::: Text shown :::

Processing Pipeline Delay

Resolved·Full outage

We’ve published a write-up of this incidentRead the write-up

Read it here

Affected components

Jul 14, 2020, 05:19 PM

Jul 15, 2020, 04:28 AM

Updates

Write-up published

Read it here

Resolved

Overview

Between July 14th and 15th Rollbar experienced a major outage caused by three different and independent incidents, which resulted in an intermittent connectivity issue \(July 14th, from 7:16am PDT until 8:47am\) and a substantial increase in latency in our processing pipeline.

What Happened

These are the three main issues which resulted in the connectivity loss and spikes in processing latency:

An issue in updating our SSL/TSL certificates, which was generated incorrectly without the necessary intermediary CA certificate, resulting in the intermittent inability to send data to the Rollbar cloud.
An unexpected outage in our Cloud Provider forced our Redis cluster to be restored with a reset of most of the Rate Limit data, allowing a much higher amount of traffic to be processed.
A substantial increase in incoming traffic \(up to 400% compared to the baseline\) while the previously described incidents were still active, resulting in a massive backlog of items in need of processing, quickly saturating our available resources.

Impact

July 14th, from 7:16am PDT until 8:47am: Rollbar SDKs are unable to send data to our cloud infrastructure.
July 14th, from 12:33pm PDT until 12:45pm: Our processing pipeline is paused while fixing a bug in our deploy automation. We didn’t experience any loss of data, but no data is processed real time.
July 14th, from 8:47am PDT until 9:28pm : A subset of data sent to Rollbar present delay in processing. New data is processed in Real Time as usual, but historical data \(like errors cached between 7:16am PDT and 8:47am\) present a significant delay.

:::

Instruction 1:
Reproduce word for word the stretch of the incident report from "An unexpected outage" through "our cloud infrastructure.".
Instruction 2:
Decide whether each statement agrees with the incident report, answering yes or no and quoting the words that settle it.
(a) On July 14th, Rollbar SDKs could not send data to the cloud infrastructure from 7:16am PDT until 8:47am.
(b) Data was lost while the processing pipeline was paused.
(c) Incoming traffic rose to as much as 200% of the baseline.
Instruction 3:
Answer from the incident report:
(a) What was the incorrectly generated certificate missing?
(b) What forced the Redis cluster to be restored?
(c) What was being fixed while the processing pipeline was paused on July 14th?

::: Records supplied :::

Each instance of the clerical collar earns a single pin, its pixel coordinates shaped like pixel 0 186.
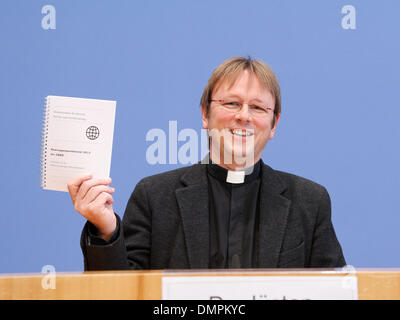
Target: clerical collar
pixel 234 177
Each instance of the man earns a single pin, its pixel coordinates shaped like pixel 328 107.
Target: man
pixel 232 212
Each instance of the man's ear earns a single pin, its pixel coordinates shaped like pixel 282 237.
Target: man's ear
pixel 275 122
pixel 204 117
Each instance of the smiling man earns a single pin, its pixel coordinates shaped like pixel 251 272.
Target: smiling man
pixel 231 210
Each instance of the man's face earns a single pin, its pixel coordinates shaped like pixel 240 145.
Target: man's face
pixel 244 133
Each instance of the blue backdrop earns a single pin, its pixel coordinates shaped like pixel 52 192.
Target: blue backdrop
pixel 340 109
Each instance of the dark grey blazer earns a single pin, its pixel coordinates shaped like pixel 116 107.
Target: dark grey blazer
pixel 166 225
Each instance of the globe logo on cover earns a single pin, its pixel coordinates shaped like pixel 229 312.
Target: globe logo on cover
pixel 92 132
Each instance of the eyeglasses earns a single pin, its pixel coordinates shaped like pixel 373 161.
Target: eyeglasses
pixel 256 109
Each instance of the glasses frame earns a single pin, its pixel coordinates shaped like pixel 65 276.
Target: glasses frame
pixel 223 102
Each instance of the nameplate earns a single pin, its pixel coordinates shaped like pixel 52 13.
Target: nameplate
pixel 260 288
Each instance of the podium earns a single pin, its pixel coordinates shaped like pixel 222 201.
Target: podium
pixel 377 284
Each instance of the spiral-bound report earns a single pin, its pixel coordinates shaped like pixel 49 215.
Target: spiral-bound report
pixel 77 139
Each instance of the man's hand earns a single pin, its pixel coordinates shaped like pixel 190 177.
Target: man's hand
pixel 92 198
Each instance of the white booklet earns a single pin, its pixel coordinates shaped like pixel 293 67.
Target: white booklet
pixel 77 139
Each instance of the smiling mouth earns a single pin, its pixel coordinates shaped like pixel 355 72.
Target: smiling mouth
pixel 241 133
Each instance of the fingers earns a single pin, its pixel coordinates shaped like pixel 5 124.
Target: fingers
pixel 93 192
pixel 88 184
pixel 74 185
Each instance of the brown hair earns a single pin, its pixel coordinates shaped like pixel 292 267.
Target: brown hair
pixel 230 69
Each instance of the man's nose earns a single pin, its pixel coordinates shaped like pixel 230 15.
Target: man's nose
pixel 244 113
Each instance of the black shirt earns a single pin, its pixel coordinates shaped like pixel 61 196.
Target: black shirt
pixel 233 218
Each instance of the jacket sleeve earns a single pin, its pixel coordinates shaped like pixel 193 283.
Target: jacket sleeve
pixel 326 251
pixel 99 254
pixel 129 247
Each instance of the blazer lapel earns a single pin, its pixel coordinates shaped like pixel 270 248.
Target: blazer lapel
pixel 274 211
pixel 193 204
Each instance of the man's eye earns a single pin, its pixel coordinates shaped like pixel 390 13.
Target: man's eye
pixel 258 108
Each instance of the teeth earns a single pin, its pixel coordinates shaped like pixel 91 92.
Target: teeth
pixel 241 132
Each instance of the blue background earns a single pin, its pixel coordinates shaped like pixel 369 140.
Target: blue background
pixel 340 109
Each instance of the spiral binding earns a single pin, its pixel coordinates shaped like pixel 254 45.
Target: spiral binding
pixel 43 154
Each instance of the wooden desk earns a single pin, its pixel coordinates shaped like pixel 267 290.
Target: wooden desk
pixel 137 285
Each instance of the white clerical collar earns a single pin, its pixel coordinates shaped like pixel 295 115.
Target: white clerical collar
pixel 235 176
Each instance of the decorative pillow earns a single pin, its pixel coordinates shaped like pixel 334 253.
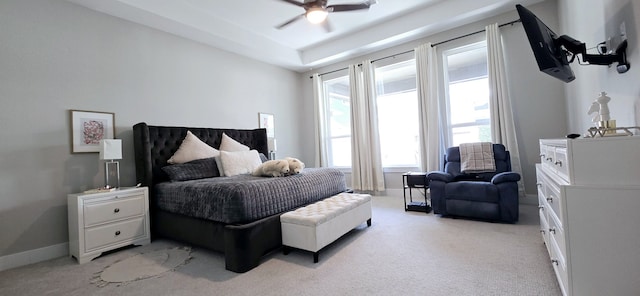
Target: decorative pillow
pixel 229 144
pixel 192 148
pixel 196 169
pixel 239 162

:::

Right answer 1:
An unexpected outage in our Cloud Provider forced our Redis cluster to be restored with a reset of most of the Rate Limit data, allowing a much higher amount of traffic to be processed.
A substantial increase in incoming traffic \(up to 400% compared to the baseline\) while the previously described incidents were still active, resulting in a massive backlog of items in need of processing, quickly saturating our available resources.

Impact

July 14th, from 7:16am PDT until 8:47am: Rollbar SDKs are unable to send data to our cloud infrastructure.

Right answer 2:
(a) Yes: "July 14th, from 7:16am PDT until 8:47am: Rollbar SDKs are unable to send data to our cloud infrastructure."
(b) No: "We didn’t experience any loss of data"
(c) No: "up to 400% compared to the baseline"

Right answer 3:
(a) The necessary intermediary CA certificate.
(b) An unexpected outage in the Cloud Provider.
(c) A bug in the deploy automation.